• TWOJE POLECENIE: Zredaguj wiersze od tego, który zawiera „of the green”, aż do końca zapisów, oba krańce włącznie. Zastąp w nich „girl's forehead” przez „girl's chin”, a resztę pozostaw bez zmian.

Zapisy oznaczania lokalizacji
↓

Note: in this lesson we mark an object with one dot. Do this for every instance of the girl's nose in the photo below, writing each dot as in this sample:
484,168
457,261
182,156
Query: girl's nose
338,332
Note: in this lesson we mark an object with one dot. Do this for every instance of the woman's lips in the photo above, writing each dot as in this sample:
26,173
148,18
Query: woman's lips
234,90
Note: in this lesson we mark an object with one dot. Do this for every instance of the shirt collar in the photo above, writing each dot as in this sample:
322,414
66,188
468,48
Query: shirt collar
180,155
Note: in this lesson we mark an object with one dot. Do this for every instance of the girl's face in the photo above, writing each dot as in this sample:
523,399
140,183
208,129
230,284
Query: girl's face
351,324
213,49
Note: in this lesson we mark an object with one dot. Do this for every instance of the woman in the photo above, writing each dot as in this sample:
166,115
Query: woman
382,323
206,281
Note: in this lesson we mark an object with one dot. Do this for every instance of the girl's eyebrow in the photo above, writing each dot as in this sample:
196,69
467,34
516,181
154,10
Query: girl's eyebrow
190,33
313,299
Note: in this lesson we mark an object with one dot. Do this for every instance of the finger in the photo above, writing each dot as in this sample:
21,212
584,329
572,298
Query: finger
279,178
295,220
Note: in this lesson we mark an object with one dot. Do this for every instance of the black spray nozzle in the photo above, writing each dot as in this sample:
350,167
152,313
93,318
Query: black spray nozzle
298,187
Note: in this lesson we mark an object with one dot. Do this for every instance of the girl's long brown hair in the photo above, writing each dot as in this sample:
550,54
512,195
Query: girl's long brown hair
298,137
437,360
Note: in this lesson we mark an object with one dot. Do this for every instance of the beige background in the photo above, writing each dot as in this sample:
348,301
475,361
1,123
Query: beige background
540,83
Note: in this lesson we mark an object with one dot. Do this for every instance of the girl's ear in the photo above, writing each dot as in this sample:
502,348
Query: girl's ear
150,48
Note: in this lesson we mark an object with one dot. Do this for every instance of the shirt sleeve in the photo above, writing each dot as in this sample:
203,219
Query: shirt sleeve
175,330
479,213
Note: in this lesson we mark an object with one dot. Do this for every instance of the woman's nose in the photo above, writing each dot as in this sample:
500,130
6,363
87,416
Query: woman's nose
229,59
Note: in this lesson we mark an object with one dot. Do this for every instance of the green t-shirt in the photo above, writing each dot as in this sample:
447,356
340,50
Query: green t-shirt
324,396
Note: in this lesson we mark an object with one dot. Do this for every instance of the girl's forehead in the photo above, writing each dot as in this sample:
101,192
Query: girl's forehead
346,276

↑

• ROZWIĄZANIE ZADANIA:
Note: in this lesson we mark an object with one dot. Do this for every instance of the green t-shirt in the photo above, writing each dot as in this sample:
447,356
340,50
Query: green t-shirt
324,396
Note: in this lesson we mark an object with one dot. Do this for every instance of the girl's chin in the photo above, writing each dot as in this sample:
101,192
Query: girl's chin
346,276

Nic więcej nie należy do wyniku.